_Prompt_.
Display each line in the material below that includes the word "jacket".

_Records for this exercise_.
——
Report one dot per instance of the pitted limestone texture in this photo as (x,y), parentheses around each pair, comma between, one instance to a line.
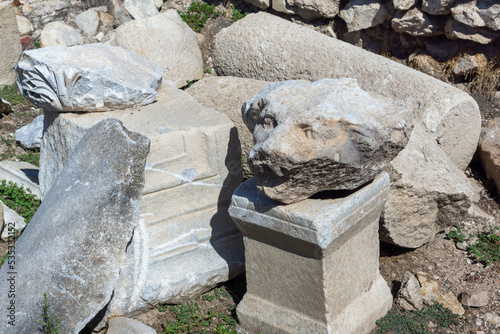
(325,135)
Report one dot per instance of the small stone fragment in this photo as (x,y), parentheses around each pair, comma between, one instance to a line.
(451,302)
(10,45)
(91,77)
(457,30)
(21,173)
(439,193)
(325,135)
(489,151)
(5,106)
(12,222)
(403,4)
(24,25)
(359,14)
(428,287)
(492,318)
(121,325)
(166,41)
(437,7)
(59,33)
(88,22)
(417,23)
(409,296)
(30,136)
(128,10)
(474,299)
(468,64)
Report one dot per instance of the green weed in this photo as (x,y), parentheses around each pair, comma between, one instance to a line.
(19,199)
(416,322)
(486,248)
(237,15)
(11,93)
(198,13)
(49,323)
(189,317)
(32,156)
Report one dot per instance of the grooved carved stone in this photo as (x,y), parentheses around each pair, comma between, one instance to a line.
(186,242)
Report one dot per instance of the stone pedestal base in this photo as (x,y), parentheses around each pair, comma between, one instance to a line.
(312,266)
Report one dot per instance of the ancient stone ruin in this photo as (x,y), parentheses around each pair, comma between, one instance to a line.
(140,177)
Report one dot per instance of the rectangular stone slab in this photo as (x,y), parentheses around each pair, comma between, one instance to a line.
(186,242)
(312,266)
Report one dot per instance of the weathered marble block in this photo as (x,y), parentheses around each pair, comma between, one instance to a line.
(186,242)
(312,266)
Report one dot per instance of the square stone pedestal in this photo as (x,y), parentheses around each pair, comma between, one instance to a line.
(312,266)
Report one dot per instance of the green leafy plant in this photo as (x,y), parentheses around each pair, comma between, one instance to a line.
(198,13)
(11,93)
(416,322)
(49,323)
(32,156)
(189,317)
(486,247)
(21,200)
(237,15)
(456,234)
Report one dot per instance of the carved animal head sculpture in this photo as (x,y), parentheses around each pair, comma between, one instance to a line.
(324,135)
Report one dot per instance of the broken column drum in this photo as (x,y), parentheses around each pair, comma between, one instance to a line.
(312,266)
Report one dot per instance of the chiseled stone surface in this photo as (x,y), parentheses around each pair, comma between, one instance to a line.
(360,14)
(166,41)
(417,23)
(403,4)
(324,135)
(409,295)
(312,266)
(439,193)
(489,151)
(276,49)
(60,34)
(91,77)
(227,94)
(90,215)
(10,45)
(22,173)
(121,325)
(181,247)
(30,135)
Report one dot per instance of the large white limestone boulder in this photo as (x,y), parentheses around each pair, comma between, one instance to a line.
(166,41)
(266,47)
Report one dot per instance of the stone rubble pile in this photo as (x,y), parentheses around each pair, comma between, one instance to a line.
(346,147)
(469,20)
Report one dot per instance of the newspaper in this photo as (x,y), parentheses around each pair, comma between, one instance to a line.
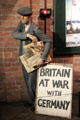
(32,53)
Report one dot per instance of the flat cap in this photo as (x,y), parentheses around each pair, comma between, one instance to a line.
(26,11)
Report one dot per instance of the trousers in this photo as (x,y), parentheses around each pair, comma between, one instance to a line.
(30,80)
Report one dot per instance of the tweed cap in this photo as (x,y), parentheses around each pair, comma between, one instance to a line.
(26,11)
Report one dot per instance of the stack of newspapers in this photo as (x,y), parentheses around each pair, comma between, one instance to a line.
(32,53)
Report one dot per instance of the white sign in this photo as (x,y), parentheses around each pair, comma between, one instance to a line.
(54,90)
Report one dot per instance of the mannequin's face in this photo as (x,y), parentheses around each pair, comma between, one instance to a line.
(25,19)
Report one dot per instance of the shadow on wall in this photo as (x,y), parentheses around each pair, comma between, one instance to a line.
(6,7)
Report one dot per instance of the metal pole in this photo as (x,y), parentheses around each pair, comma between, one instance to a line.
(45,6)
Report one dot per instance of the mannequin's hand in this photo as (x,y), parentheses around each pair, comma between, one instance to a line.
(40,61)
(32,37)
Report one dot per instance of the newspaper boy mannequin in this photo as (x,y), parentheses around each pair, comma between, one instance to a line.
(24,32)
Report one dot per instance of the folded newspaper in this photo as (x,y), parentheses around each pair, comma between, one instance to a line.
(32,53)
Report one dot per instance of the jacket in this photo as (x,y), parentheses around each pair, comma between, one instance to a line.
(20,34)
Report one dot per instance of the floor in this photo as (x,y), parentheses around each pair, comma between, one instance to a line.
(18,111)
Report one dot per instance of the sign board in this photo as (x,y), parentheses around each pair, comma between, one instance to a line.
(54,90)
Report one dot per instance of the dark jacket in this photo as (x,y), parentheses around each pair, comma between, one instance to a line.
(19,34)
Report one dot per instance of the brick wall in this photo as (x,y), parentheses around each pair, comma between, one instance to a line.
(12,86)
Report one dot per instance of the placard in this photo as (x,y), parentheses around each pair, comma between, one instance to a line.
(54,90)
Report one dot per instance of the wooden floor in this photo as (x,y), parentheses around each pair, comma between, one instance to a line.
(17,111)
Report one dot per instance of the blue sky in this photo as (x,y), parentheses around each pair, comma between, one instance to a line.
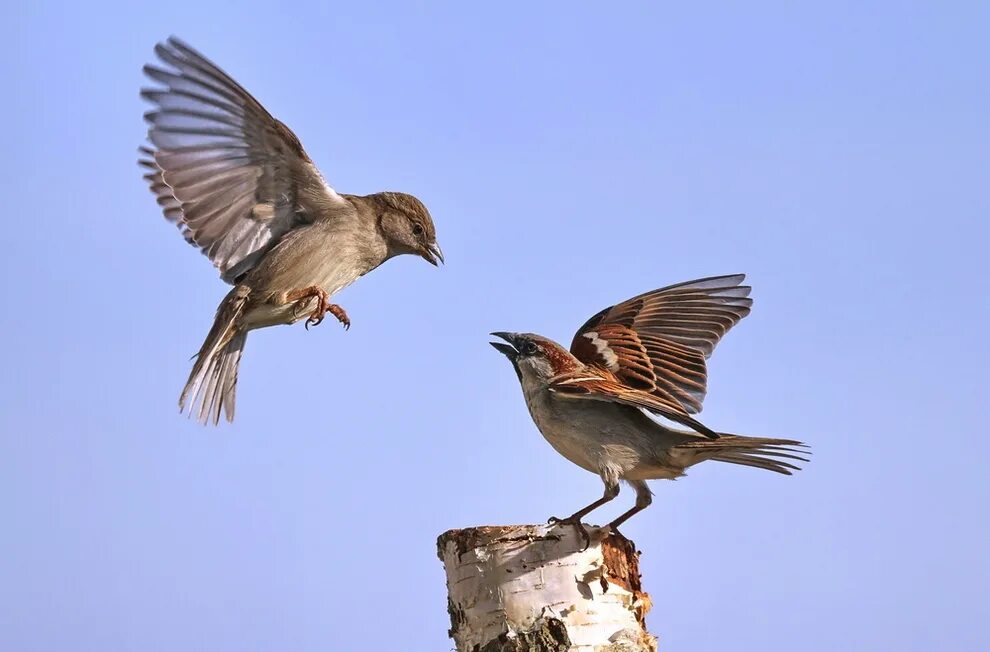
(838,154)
——
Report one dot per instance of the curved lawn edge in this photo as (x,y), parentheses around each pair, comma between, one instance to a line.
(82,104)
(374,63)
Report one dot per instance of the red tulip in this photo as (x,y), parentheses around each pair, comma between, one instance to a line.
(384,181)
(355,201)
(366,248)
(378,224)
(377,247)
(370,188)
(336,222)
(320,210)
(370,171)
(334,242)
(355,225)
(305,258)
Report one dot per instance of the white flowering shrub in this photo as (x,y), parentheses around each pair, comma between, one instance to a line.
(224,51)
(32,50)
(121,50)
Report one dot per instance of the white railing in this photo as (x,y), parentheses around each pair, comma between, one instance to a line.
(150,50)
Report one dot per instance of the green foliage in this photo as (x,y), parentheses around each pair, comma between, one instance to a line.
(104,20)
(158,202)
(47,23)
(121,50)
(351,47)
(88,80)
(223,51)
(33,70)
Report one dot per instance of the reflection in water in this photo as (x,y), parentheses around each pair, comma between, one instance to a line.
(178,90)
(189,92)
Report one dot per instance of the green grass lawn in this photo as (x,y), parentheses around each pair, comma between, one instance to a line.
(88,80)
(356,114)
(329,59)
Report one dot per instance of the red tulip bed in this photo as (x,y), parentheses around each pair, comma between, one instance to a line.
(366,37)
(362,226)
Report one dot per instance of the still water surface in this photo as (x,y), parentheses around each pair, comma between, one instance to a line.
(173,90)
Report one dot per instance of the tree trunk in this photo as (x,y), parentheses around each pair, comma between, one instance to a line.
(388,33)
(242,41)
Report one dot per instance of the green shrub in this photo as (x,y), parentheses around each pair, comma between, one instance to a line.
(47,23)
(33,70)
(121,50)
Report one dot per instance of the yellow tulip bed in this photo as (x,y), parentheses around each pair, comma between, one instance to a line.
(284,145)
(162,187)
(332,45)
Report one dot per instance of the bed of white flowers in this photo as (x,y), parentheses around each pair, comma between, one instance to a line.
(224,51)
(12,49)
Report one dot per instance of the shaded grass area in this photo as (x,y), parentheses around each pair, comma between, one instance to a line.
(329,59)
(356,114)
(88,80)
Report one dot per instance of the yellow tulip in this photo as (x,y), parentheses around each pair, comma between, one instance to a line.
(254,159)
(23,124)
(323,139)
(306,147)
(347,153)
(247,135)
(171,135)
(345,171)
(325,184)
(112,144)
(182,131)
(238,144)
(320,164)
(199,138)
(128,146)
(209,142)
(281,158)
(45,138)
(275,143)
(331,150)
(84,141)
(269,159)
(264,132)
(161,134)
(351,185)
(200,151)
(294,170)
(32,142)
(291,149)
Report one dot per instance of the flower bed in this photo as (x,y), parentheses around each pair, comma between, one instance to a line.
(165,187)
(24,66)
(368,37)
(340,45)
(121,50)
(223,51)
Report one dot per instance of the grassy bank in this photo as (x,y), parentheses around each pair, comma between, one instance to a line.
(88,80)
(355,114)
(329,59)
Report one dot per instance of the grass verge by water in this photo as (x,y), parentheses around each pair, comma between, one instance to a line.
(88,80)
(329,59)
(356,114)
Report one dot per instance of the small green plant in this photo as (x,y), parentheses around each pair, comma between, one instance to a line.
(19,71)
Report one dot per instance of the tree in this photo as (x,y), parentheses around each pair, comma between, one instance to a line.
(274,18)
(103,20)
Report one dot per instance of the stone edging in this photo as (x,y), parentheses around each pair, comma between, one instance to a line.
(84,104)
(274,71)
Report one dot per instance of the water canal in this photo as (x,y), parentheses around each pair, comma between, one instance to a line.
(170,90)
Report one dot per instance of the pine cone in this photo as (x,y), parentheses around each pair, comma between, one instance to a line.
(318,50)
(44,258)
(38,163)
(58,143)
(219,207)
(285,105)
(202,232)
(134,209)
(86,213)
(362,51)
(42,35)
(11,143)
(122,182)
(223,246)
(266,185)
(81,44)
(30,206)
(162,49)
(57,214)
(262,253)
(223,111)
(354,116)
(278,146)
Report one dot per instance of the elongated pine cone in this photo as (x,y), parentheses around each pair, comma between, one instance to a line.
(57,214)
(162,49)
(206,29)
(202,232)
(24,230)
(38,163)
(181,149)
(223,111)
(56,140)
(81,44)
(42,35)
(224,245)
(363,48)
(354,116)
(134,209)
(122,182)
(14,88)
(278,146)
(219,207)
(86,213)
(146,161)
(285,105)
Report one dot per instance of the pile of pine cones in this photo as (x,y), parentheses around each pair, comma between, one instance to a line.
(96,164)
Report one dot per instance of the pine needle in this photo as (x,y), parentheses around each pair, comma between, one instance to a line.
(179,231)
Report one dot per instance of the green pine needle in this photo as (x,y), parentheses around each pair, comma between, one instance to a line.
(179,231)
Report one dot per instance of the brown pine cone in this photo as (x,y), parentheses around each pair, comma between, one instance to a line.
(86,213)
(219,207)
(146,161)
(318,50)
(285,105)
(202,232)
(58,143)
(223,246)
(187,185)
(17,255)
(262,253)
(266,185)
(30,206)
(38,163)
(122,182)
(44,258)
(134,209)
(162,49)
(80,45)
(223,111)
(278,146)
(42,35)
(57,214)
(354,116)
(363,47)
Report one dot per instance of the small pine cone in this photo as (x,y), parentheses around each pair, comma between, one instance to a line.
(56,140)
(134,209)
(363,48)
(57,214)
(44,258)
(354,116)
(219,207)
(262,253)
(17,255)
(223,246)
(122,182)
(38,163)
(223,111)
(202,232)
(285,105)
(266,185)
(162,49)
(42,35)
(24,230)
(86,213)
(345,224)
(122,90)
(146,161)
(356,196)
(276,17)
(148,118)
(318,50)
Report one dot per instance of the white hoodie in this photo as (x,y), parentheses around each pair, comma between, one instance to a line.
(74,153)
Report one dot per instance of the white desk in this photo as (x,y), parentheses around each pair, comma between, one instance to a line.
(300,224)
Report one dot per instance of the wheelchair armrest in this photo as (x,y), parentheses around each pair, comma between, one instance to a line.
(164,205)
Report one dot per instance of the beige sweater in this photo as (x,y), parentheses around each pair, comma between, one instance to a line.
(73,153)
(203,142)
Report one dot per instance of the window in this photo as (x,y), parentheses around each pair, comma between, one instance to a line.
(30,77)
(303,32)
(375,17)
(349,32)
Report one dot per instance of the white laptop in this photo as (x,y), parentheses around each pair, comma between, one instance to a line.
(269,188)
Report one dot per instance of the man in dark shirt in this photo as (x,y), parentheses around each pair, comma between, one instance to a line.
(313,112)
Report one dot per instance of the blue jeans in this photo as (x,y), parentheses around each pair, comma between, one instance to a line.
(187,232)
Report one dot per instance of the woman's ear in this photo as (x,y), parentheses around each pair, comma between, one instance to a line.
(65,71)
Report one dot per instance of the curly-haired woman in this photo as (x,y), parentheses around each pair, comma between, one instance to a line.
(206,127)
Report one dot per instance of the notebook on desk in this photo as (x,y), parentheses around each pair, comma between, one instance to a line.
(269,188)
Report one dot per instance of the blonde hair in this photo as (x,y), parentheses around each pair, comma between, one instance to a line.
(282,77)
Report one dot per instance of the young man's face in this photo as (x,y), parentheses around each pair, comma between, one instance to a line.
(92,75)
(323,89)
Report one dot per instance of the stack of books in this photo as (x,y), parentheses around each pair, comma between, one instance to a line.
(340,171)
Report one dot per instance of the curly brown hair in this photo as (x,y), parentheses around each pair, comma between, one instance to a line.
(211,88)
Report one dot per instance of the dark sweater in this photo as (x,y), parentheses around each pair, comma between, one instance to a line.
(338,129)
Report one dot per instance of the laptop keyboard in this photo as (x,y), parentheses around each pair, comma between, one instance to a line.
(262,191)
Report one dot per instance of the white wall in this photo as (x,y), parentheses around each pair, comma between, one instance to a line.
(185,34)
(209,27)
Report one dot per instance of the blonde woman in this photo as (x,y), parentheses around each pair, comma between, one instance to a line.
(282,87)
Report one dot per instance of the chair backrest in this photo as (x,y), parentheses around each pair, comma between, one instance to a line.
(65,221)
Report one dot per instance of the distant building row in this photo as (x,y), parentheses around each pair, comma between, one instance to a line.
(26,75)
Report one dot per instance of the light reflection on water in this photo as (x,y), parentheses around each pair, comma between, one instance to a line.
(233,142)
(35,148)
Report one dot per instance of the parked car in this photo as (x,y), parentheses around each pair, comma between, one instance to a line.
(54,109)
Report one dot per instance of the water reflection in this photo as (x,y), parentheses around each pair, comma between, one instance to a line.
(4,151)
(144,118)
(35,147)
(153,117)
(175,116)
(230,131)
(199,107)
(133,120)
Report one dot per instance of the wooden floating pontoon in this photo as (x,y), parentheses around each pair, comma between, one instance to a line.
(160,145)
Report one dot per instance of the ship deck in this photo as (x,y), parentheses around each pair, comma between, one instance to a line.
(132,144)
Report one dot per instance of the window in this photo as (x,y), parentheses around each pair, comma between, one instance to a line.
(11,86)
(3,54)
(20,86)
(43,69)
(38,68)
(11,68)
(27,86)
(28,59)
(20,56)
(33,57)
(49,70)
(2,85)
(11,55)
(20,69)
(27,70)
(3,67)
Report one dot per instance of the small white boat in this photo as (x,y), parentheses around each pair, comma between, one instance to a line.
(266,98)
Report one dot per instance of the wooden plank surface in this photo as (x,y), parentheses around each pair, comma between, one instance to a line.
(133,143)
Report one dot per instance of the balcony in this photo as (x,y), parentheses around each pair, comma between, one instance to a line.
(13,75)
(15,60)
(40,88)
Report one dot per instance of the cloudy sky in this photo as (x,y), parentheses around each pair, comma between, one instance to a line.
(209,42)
——
_Task solution_.
Report one dot per instance of the jacket in this photo as (x,y), parentheses around each pair, comma between, one instance to a line.
Report one dot per instance of the dark jacket in this photo as (x,y), parentheses around each pair, comma between, one instance to a line.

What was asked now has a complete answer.